◆ DIRECTIONS FOR THIS TASK ◆
Output the lines from the one containing "Q: Pick out each instance of the white" through the end of the items as a numbered list, skipping any blank lines.

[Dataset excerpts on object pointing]
——

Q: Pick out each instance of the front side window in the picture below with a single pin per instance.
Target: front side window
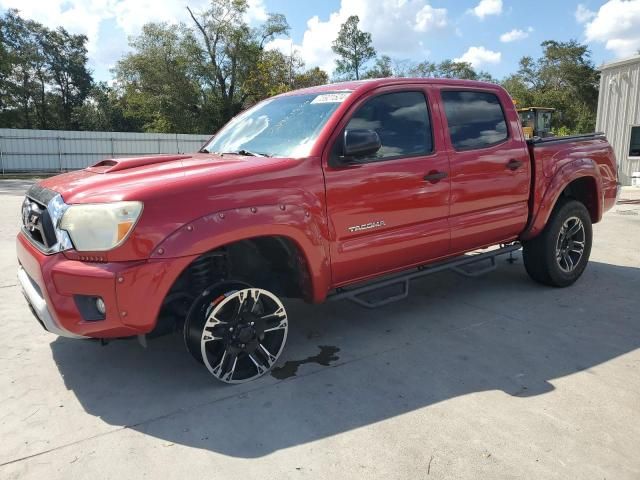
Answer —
(475, 119)
(286, 126)
(634, 147)
(401, 120)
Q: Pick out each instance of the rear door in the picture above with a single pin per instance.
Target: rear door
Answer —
(490, 167)
(383, 213)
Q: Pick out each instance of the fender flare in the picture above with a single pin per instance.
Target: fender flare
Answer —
(304, 228)
(571, 171)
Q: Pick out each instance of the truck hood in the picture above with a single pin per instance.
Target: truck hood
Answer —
(136, 178)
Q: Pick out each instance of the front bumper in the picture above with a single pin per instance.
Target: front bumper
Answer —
(133, 292)
(38, 305)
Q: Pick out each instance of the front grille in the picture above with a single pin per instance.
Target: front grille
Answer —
(36, 220)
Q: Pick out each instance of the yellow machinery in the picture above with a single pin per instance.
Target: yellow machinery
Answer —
(536, 121)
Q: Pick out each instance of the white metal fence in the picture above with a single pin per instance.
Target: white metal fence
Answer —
(61, 150)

——

◆ FULL SOLUTION ◆
1. Q: Pick out each instance of the white metal fence in the picture above with a single pin per instance.
2. Target: white metal fence
3. Answer —
4. (61, 150)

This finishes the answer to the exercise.